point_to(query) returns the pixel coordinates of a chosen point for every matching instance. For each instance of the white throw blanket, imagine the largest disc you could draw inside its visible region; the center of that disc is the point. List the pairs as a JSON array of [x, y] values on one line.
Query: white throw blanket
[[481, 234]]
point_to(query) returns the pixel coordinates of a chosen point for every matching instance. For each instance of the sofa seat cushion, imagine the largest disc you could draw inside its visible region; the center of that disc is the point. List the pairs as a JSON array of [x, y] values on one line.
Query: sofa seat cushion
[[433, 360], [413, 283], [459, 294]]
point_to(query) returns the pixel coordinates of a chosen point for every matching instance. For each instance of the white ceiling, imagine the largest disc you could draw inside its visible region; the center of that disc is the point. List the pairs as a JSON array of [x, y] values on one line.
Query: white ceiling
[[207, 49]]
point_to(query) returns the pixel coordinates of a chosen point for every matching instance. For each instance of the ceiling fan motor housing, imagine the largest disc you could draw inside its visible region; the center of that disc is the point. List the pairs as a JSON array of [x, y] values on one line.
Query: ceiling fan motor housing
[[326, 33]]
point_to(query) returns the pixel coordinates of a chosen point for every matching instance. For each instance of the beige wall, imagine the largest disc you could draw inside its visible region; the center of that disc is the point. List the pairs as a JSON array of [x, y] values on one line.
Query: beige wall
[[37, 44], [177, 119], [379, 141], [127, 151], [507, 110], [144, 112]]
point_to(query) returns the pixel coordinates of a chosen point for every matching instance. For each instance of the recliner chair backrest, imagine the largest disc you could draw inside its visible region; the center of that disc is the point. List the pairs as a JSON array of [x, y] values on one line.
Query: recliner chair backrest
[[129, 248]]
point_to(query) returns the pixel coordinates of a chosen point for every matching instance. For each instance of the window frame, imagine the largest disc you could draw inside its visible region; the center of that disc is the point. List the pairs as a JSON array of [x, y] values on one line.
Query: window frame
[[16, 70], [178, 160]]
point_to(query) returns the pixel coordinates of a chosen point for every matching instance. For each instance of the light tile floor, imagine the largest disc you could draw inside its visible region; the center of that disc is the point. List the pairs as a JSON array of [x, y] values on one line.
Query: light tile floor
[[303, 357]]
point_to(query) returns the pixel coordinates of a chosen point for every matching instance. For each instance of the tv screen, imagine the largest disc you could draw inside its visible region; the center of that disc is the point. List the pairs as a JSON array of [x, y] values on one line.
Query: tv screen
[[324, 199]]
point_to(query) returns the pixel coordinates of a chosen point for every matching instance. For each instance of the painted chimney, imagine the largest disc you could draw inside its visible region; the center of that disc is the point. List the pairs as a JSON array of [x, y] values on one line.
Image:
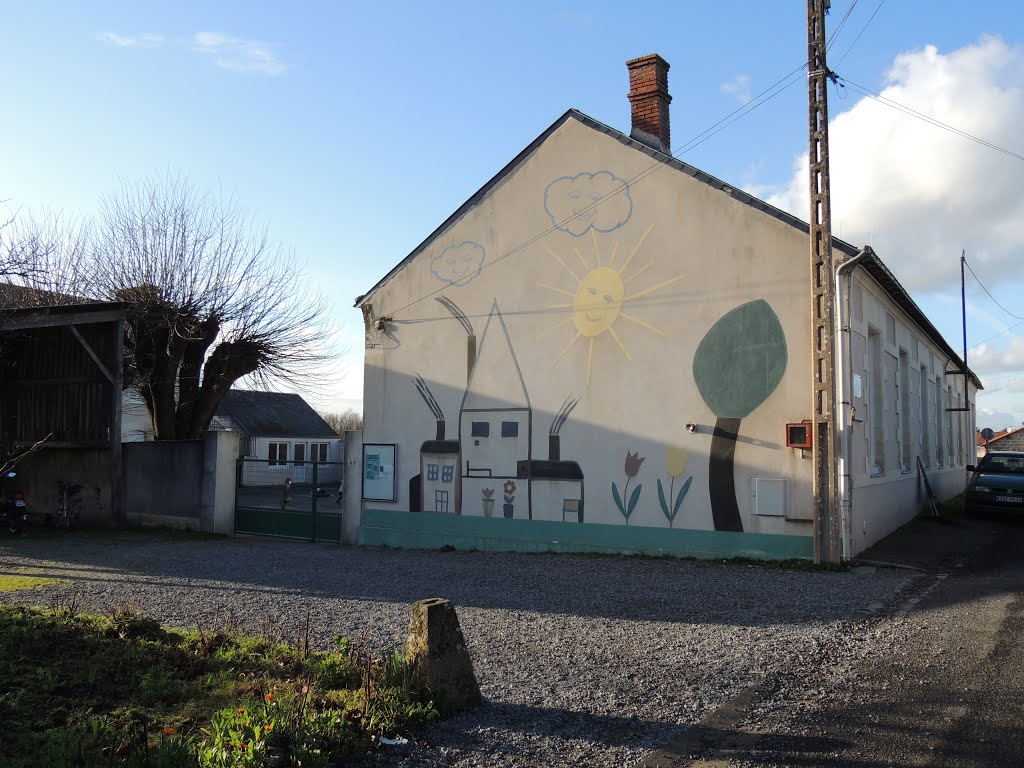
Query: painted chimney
[[649, 100]]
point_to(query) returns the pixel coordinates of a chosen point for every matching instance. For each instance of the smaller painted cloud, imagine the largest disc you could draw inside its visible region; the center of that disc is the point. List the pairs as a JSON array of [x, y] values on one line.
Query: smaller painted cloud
[[238, 55], [132, 41], [600, 201], [458, 264]]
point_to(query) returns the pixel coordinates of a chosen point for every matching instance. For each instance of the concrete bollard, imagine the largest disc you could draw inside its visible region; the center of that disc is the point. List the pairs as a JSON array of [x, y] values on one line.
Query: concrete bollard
[[436, 650]]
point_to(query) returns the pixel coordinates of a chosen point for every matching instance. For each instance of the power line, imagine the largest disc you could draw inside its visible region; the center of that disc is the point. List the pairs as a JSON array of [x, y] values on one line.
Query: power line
[[843, 57], [832, 38], [1015, 316], [927, 118], [995, 336], [1005, 386], [766, 95]]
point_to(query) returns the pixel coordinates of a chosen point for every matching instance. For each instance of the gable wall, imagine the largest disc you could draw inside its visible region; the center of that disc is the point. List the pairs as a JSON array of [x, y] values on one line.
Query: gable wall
[[693, 255]]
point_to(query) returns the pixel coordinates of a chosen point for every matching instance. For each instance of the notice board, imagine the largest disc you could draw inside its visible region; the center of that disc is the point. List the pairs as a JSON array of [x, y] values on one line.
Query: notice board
[[379, 475]]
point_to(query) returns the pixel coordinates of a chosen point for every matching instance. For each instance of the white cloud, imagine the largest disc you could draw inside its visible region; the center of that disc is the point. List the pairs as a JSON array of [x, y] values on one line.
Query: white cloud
[[739, 87], [132, 41], [238, 55], [919, 194], [989, 358]]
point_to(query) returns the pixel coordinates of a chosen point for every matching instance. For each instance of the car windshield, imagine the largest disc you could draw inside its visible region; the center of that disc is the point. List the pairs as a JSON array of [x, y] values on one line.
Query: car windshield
[[1005, 464]]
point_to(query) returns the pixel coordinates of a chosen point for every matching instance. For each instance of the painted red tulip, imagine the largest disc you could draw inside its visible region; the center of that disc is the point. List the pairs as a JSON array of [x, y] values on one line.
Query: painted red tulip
[[633, 462]]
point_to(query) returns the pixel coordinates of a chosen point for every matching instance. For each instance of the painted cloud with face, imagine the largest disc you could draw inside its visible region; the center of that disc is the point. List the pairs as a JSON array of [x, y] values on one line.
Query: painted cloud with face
[[458, 264], [599, 201]]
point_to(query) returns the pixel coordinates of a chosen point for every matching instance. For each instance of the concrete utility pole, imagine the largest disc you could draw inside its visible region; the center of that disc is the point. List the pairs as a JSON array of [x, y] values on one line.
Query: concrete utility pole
[[827, 536]]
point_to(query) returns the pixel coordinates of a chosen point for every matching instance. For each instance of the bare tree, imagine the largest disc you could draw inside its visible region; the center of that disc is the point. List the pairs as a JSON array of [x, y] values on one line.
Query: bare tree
[[346, 421], [210, 299]]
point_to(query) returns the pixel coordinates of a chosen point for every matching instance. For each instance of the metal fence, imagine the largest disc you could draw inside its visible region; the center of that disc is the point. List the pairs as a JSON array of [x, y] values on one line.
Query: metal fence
[[296, 500]]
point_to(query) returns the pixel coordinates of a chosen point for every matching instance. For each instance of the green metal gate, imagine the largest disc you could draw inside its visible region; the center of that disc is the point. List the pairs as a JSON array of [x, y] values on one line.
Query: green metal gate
[[307, 508]]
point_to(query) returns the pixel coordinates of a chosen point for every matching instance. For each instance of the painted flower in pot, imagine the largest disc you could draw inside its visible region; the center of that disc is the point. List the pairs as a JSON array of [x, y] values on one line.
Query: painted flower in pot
[[675, 464], [509, 488], [627, 502]]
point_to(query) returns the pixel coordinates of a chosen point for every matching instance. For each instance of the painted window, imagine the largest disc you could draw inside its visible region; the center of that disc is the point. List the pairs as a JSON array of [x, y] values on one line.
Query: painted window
[[278, 454]]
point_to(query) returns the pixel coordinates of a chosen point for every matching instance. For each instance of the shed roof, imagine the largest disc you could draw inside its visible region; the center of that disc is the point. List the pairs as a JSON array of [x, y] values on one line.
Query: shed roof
[[273, 415], [871, 263]]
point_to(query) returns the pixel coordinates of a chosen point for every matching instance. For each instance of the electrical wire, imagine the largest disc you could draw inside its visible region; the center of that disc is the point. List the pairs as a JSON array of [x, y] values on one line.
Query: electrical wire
[[1005, 386], [766, 95], [1015, 316], [926, 118], [843, 57], [842, 23]]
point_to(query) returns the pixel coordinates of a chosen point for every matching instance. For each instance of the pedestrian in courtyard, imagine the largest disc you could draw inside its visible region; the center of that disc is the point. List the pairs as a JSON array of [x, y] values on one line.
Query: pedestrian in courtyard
[[287, 498]]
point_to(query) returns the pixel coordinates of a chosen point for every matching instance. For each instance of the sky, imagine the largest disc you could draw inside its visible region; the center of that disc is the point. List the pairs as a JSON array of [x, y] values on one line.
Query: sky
[[353, 130]]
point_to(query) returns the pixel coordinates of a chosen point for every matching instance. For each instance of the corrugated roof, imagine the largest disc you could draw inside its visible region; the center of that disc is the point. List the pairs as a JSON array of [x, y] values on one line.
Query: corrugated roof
[[872, 264], [273, 415]]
____________
Task statement
Copy out, character for character, the lines of the rows above, beginning with the line that contains "painted window, imagine" and continuing through the line that contains "[[273, 415], [871, 263]]", with both of those lines included.

Right answer
point_to(query) returns the pixel coordinates of a chosen point for every matching instance. For each instance of the painted window, imagine the largest disc you could draw inside its visible region; the center of that disc is the point. List the pairs as a JSON array of [x, y] values on one line.
Query: painted window
[[278, 454]]
point_to(query) returns the pixel coordinates of a chosen point for every matching instance. For each instance of the shed roof, imagine the largest disc you could draw inside its visible region; the center of that disc is the point. List the pairs as a JSON array of [x, y] values on one line.
Query: shed roof
[[273, 415], [871, 263]]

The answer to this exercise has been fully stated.